◆ **SOURCE EXTRACT**:
Boris Johnson may live to regret the words he uttered just a fortnight ago. He was asked whether the exorbitant cost of tackling coronavirus would herald a depressing new phase of belt-tightening austerity.
The Prime Minister was adamant, saying: “I’ve never particularly liked the term… and it’ll certainly not be part of our approach.”
However, Treasury mandarins have begged to differ in a hair-raising memo to Rishi Sunak, the Chancellor. What ministers have been reluctant to acknowledge in public makes painful reading in private as the fierce debate between whether to prioritise health or wealth over tackling Covid-19 plays out in the Cabinet.
The Bank of England and the Office for Budget Responsibility, the Government’s fiscal watchdog, have both been optimistic so far in their “V-shaped” scenarios for the economy’s bounceback from the virus crisis.
But there are no such hopes at Horse Guards Parade, just a depressing menu of choices on how to pay for the devastating fiscal damage wrought by the Government’s response to the outbreak while staving off a potential debt crisis.

◆ **THINGS TO DO**:
A) Apart from the Government itself, which organizations does the source extract on the Treasury's austerity warning name?
B) Carry the article on the Treasury's warning about paying for the coronavirus response forward from its final sentence.

◆ **DATA EXCERPTS**:
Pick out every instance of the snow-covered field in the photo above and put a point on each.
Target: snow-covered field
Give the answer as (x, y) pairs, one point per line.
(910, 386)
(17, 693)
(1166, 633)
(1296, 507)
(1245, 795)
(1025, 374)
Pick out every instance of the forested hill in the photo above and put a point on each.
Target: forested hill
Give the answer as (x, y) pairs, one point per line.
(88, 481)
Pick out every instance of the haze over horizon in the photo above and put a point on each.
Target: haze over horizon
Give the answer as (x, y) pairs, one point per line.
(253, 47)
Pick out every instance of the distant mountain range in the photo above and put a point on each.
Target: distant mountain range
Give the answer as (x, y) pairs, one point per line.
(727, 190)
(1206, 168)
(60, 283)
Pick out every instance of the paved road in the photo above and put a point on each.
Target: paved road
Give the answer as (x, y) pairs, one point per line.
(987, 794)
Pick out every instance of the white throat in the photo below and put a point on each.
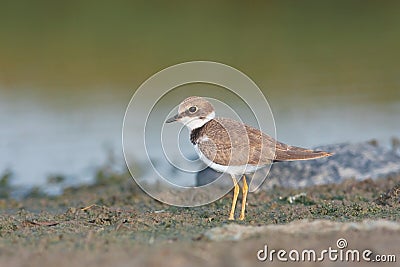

◆ **TASK-BY-TASK ANSWERS**:
A) The Treasury, the Cabinet, the Bank of England and the Office for Budget Responsibility.

B)
The Treasury – often a thorn in the side of PMs who are far more eager to spend – has a base case of us reverting to George Osborne’s doctrine of austerity almost as quickly as it was abandoned by Mr Johnson. It envisions spending cuts or tax rises to the tune of £25 billion to £30 billionn a year. That sum is more than one per cent of GDP alone and, if sustained, would compare with the 3.8 per cent lopped off the deficit during the coalition era.
The Treasury’s main scenario assumes permanent damage to the economy and a longer-lasting structural deficit. That will involve brutal choices for the PM, as well as a Chancellor still unbelievably less than three months into the job, if they want to keep debt markets on side.